_Exercise aim_
Any images in the records should be skipped; transcribe the rest exactly.

§

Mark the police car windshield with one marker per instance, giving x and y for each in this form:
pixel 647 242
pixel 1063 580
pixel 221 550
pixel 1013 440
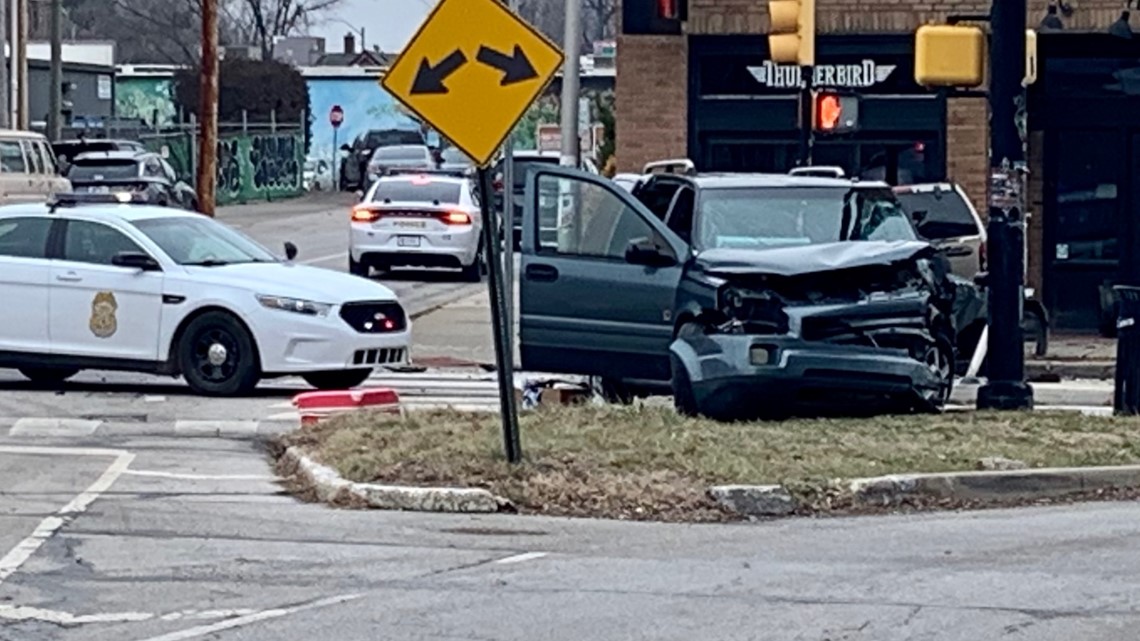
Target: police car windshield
pixel 202 242
pixel 757 218
pixel 417 191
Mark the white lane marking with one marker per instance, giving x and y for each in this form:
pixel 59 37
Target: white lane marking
pixel 201 631
pixel 521 558
pixel 214 428
pixel 156 473
pixel 55 427
pixel 328 258
pixel 48 527
pixel 24 613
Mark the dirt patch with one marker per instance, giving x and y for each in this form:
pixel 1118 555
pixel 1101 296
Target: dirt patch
pixel 648 463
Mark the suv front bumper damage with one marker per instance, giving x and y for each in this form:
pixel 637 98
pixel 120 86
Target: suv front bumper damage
pixel 741 375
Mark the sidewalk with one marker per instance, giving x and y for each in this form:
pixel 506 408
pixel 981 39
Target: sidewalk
pixel 1073 356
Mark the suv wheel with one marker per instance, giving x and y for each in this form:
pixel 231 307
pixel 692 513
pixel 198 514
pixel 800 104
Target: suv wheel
pixel 218 357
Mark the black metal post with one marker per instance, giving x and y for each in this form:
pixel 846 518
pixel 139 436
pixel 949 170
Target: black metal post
pixel 806 126
pixel 501 323
pixel 1006 388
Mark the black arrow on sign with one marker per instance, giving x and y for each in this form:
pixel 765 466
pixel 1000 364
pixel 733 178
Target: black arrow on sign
pixel 430 79
pixel 515 69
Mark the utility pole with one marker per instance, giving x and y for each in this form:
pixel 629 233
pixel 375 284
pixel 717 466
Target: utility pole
pixel 24 121
pixel 208 111
pixel 572 50
pixel 5 87
pixel 509 222
pixel 1006 388
pixel 55 106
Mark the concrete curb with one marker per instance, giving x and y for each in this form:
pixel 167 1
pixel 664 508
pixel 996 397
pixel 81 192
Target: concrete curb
pixel 1068 370
pixel 332 488
pixel 1008 486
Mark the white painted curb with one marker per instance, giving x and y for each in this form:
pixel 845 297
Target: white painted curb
pixel 333 488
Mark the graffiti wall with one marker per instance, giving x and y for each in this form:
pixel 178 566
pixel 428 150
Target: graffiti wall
pixel 146 98
pixel 260 167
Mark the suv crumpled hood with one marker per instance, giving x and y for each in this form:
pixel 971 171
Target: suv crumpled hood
pixel 809 259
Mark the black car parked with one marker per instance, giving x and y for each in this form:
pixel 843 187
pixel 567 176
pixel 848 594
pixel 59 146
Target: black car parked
pixel 145 175
pixel 355 165
pixel 70 149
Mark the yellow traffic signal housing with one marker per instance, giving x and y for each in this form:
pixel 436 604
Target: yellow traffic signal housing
pixel 950 56
pixel 791 35
pixel 835 113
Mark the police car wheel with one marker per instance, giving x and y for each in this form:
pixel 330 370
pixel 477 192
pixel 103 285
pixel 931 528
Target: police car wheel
pixel 347 379
pixel 47 375
pixel 217 356
pixel 358 268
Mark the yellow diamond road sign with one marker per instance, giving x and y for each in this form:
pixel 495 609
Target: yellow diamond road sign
pixel 471 72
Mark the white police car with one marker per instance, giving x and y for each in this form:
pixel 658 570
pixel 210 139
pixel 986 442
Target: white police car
pixel 417 219
pixel 156 290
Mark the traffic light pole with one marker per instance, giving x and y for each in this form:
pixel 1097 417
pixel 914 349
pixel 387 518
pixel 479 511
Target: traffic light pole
pixel 1006 388
pixel 806 127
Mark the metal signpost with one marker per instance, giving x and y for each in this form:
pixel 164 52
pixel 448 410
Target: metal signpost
pixel 335 118
pixel 473 86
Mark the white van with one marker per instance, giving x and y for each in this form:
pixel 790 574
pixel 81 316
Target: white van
pixel 29 171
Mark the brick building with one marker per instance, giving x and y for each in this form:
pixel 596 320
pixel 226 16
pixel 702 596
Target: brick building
pixel 702 88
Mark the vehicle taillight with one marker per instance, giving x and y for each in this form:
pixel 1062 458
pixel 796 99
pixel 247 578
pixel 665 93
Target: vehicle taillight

§

_Answer to the exercise_
Mark the police car windshield with one marker per instance, giving x and y for each in this form:
pixel 647 242
pixel 1063 580
pixel 221 550
pixel 1013 440
Target: police car windshield
pixel 202 242
pixel 757 218
pixel 417 191
Mark the white lane marking with one marker per instance, giving x and y for each in this form:
pixel 59 37
Target: white lane marking
pixel 201 631
pixel 521 558
pixel 214 428
pixel 156 473
pixel 55 427
pixel 328 258
pixel 48 527
pixel 24 613
Mark the dirt patch with one marker per instance, giving x and y for each in this form:
pixel 1118 555
pixel 1101 296
Target: dirt patch
pixel 648 463
Mark the suv front bumper damage with one marker per instance, giving x and y for each in this form:
pixel 637 98
pixel 120 86
Target: suv front bumper damage
pixel 741 375
Mark the sidewalk with one marker per instance, giving x and y for each in this form:
pixel 506 408
pixel 981 39
Target: sidewalk
pixel 1073 356
Mark the suv wheel with one marker per instance, giving x and y for each in this form:
pixel 231 307
pixel 692 513
pixel 198 514
pixel 800 104
Target: suv wheel
pixel 218 357
Mark the black metal post with one marker per instance, giving x and y for each in this form:
pixel 846 518
pixel 139 436
pixel 949 170
Target: black metal post
pixel 806 126
pixel 501 323
pixel 1006 388
Mark the black arrow on sign with one marker per instance, giving x and y for each in this form:
pixel 765 466
pixel 1000 364
pixel 733 178
Target: black arrow on sign
pixel 430 79
pixel 515 69
Mark the utility pole with one marker per instance, giving x and y for each in this form:
pixel 629 233
pixel 375 284
pixel 717 466
Target: utility pole
pixel 24 121
pixel 208 111
pixel 572 50
pixel 5 87
pixel 509 222
pixel 1006 388
pixel 55 106
Mark the concrete curb with one marker per instance, giving x and y for each in this form:
pixel 167 1
pixel 664 508
pixel 996 397
pixel 81 192
Target: concrete curb
pixel 1068 370
pixel 332 488
pixel 1008 486
Mark the white painted curb with one marker per instance, giving x and y for each in this form:
pixel 845 297
Target: white painted curb
pixel 333 488
Mark the graffiti wall with one marker per instance, giving x and y for each in this form:
pixel 178 566
pixel 428 150
Target: graffiti wall
pixel 146 98
pixel 260 167
Mark the suv crumpled hood with one marker per instance, giving x and y for each in this form:
pixel 971 171
Target: suv crumpled hood
pixel 809 259
Mark the black car parked with one marker per instance, giving x and y for each in this form:
pixel 843 187
pixel 567 176
pixel 848 594
pixel 59 146
Target: black car parked
pixel 145 175
pixel 355 165
pixel 70 149
Mark the yellow traffic signal housing with one marker per instance, giving x and y for each in this form:
pixel 436 604
Target: yellow traffic signal housing
pixel 950 56
pixel 791 35
pixel 835 113
Mark the police car wheel with one marker per instance, giving x and y for each in this form:
pixel 330 370
pixel 477 192
pixel 103 285
pixel 931 528
Target: police car wheel
pixel 347 379
pixel 47 375
pixel 217 356
pixel 358 268
Mark the yellow diamond road sign with one marker per instance, giving x and y for each in this form:
pixel 495 609
Target: yellow diamond road sign
pixel 471 72
Mark the white police car with one marker per instance, giving x and y for each in this form:
pixel 658 570
pixel 210 139
pixel 986 442
Target: white police car
pixel 417 219
pixel 156 290
Mark the traffic light pole with one marker per instance, giving x and y for each in this form:
pixel 1097 417
pixel 914 349
pixel 387 518
pixel 479 511
Target: traffic light pole
pixel 1006 388
pixel 806 127
Mark the metal signpost with one marker per instance, giving x and y for each in this form:
pixel 164 52
pixel 448 410
Target: metal signpost
pixel 335 118
pixel 473 86
Mark the white van with one marker per instance, giving x and y for each in this form:
pixel 790 574
pixel 81 316
Target: white van
pixel 29 171
Mark the brick building with one marker per instance, giving x and y for each in this form:
pixel 596 320
pixel 226 16
pixel 702 596
Target: brick building
pixel 702 88
Mark the vehicle taillight with one marker per instance, giving x and y for each in this form:
pixel 1062 458
pixel 796 99
pixel 247 578
pixel 665 93
Target: vehicle taillight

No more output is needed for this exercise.